### Aim
Beginning at the line that contains "In this exercise you will find the name badge photo", transcribe the remaining lines of the listing exactly; include the final line and omit everything before.

### Task input
==============================
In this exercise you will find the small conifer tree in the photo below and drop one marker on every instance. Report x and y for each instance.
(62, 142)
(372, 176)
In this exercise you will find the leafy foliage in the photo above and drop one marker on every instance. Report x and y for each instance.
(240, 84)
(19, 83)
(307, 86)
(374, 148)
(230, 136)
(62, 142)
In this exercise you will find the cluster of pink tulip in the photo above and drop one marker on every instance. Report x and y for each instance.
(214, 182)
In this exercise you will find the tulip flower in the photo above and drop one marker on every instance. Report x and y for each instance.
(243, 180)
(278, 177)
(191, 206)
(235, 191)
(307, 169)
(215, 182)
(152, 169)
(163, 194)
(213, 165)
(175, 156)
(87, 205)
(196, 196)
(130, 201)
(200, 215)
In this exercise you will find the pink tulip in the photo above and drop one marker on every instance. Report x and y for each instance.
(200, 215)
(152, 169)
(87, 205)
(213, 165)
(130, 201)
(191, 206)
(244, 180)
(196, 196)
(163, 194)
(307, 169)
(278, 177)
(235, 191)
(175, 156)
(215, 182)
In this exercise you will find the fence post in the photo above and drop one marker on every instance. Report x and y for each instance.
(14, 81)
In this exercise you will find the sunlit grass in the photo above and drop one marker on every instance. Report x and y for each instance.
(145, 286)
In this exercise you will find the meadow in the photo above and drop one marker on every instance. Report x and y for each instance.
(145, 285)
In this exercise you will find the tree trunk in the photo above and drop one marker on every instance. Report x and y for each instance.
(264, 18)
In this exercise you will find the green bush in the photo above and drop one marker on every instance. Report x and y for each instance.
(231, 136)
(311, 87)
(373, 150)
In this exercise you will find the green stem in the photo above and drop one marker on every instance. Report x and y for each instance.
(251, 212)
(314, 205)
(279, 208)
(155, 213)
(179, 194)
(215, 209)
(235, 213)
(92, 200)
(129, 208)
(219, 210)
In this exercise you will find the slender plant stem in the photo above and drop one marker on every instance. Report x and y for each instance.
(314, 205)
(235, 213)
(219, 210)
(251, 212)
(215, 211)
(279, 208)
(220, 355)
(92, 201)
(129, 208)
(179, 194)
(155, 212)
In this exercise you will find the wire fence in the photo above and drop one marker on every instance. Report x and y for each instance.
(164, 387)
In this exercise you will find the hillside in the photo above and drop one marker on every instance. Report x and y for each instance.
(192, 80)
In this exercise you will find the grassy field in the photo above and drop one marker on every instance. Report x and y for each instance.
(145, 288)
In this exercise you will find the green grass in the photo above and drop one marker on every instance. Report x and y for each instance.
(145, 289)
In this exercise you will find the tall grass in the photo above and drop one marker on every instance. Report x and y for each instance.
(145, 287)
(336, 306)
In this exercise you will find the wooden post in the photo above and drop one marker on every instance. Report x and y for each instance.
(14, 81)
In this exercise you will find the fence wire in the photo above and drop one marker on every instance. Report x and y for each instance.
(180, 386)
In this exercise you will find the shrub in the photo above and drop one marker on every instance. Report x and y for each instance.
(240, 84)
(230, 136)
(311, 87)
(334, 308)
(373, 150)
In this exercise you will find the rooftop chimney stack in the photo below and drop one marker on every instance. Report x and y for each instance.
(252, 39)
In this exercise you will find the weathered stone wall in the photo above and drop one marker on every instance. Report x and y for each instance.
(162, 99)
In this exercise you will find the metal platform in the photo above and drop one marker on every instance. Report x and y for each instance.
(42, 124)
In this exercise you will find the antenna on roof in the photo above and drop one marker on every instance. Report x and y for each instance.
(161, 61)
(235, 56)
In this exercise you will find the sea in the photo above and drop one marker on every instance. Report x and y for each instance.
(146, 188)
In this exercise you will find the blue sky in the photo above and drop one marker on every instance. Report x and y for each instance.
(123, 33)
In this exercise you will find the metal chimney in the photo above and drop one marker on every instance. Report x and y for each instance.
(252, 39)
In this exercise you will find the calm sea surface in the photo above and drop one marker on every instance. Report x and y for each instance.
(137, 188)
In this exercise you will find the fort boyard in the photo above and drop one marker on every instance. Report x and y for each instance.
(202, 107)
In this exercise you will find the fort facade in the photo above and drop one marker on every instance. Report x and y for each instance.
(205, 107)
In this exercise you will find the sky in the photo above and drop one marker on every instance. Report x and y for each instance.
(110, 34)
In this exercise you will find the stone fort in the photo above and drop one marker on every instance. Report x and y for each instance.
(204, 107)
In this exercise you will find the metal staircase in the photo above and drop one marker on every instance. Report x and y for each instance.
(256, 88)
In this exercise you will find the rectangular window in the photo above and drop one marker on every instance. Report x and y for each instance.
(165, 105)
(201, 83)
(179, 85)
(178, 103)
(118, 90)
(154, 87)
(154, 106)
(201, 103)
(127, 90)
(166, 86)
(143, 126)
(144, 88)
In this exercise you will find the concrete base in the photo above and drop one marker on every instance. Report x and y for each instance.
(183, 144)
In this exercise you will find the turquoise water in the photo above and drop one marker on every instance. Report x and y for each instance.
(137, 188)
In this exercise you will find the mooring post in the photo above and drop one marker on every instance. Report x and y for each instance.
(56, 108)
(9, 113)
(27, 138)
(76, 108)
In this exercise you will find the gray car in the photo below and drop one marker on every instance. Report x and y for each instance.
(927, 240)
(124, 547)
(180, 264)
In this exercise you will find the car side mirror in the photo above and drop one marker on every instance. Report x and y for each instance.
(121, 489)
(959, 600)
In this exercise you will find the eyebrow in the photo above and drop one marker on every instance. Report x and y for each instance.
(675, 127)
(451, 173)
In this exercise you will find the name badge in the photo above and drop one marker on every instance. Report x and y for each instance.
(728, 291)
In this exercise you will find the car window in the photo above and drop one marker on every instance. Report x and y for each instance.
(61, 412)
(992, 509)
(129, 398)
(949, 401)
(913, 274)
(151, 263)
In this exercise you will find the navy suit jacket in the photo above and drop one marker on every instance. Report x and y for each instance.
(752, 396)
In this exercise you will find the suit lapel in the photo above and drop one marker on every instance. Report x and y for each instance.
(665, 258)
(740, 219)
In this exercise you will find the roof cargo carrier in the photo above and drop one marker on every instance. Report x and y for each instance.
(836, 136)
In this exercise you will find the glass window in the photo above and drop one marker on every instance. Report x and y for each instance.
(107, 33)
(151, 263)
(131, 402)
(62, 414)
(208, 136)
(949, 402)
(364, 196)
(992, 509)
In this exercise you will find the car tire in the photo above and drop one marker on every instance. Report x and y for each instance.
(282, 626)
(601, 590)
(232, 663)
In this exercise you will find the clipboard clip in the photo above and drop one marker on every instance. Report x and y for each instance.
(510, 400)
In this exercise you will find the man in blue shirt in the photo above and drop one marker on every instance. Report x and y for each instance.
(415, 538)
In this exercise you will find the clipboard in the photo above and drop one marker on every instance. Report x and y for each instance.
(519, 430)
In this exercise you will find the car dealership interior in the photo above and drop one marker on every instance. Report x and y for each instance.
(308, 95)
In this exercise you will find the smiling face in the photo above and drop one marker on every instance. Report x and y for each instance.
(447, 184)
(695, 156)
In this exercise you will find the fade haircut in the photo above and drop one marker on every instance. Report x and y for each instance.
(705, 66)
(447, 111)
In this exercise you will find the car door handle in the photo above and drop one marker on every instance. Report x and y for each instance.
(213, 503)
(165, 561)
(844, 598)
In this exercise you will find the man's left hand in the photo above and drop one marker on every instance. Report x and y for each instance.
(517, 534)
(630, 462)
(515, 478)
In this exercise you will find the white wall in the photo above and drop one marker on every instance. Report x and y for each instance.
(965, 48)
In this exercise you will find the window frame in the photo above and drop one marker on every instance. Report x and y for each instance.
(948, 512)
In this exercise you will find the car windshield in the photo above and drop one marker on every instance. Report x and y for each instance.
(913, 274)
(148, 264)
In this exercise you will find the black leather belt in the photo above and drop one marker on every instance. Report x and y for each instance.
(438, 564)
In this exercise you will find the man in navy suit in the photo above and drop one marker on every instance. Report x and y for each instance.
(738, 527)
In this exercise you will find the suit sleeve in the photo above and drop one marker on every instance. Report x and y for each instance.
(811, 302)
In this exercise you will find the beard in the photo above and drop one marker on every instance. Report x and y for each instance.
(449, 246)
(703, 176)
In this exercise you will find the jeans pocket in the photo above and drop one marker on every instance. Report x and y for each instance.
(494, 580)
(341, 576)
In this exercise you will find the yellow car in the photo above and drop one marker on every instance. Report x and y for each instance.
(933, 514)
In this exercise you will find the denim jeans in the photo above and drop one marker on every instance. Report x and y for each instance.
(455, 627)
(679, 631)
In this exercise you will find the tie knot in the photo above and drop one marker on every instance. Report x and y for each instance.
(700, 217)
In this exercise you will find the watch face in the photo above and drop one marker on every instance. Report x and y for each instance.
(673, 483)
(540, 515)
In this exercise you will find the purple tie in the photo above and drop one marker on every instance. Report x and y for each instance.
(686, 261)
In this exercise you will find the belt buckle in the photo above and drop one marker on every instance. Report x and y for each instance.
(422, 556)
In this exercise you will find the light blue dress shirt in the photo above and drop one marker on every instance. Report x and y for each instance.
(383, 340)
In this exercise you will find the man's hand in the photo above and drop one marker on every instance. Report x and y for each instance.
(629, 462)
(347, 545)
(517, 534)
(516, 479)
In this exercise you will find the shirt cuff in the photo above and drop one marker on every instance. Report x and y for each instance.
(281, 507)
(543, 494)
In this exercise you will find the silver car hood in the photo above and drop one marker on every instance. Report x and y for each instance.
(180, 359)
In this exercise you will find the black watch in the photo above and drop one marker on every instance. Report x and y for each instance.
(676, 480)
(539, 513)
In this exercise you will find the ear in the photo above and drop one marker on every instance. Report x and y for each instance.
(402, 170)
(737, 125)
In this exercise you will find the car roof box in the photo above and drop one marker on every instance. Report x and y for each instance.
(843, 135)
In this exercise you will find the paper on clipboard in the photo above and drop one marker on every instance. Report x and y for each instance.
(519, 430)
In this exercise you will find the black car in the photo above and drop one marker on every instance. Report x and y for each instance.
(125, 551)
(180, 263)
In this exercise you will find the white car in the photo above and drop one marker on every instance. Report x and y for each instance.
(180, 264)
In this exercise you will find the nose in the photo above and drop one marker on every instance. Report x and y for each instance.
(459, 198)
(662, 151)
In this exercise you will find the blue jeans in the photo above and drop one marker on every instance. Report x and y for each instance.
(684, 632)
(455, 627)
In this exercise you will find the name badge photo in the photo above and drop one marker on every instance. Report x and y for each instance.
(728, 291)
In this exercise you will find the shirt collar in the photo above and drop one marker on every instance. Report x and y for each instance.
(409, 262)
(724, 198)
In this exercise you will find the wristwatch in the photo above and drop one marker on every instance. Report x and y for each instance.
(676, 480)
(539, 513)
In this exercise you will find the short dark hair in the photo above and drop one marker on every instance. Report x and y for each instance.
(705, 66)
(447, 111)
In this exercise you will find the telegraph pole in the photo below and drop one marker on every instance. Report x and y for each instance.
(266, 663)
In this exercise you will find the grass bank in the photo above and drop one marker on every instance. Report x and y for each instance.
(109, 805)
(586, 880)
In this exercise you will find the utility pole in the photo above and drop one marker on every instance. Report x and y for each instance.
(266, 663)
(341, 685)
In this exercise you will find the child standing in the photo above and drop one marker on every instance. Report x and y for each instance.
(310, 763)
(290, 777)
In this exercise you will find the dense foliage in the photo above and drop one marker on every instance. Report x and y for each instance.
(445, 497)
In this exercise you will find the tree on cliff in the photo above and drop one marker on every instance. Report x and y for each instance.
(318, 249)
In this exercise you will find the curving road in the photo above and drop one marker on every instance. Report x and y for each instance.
==============================
### Result of this exercise
In this exercise you will find the name badge photo in the photo above and drop one marker on every instance. Report x and y for each instance.
(728, 291)
In this exercise you will find the shirt collar in the photo above and drop one marker on every instance. Report x and y for each instance.
(409, 262)
(724, 198)
In this exercise you will find the wristwatch in the photo above and drop one marker on every instance. Report x and y for each instance.
(676, 480)
(539, 513)
In this exercise you will find the short dark hair in the photo above and drop one marker on every instance. Report x and y for each instance.
(705, 66)
(447, 111)
In this exercise you will find the telegraph pole in the photo below and drop one marker on every instance. Report x and y for each instance.
(266, 663)
In this exercise you will find the grass bank in the photo above and drop one marker on every instance. Report x and y for each instance.
(109, 805)
(586, 880)
In this exercise you will find the utility pole in the photo above and drop one marker on every instance. Report x and y for each instance.
(266, 663)
(341, 685)
In this exercise you will find the child standing in the photo above and drop one marker on every instance. Report x and y for each instance.
(310, 763)
(290, 777)
In this exercise you will find the dense foliage in the photo above and drop one marker on every instance. Report x and y for each instance.
(445, 497)
In this exercise you will find the tree on cliff in the photo above and drop one marker on every instance. Report x and y for each instance.
(318, 249)
In this exercise you will find the curving road in the photo above and drop one marker on every instance. Report x and y for each instance.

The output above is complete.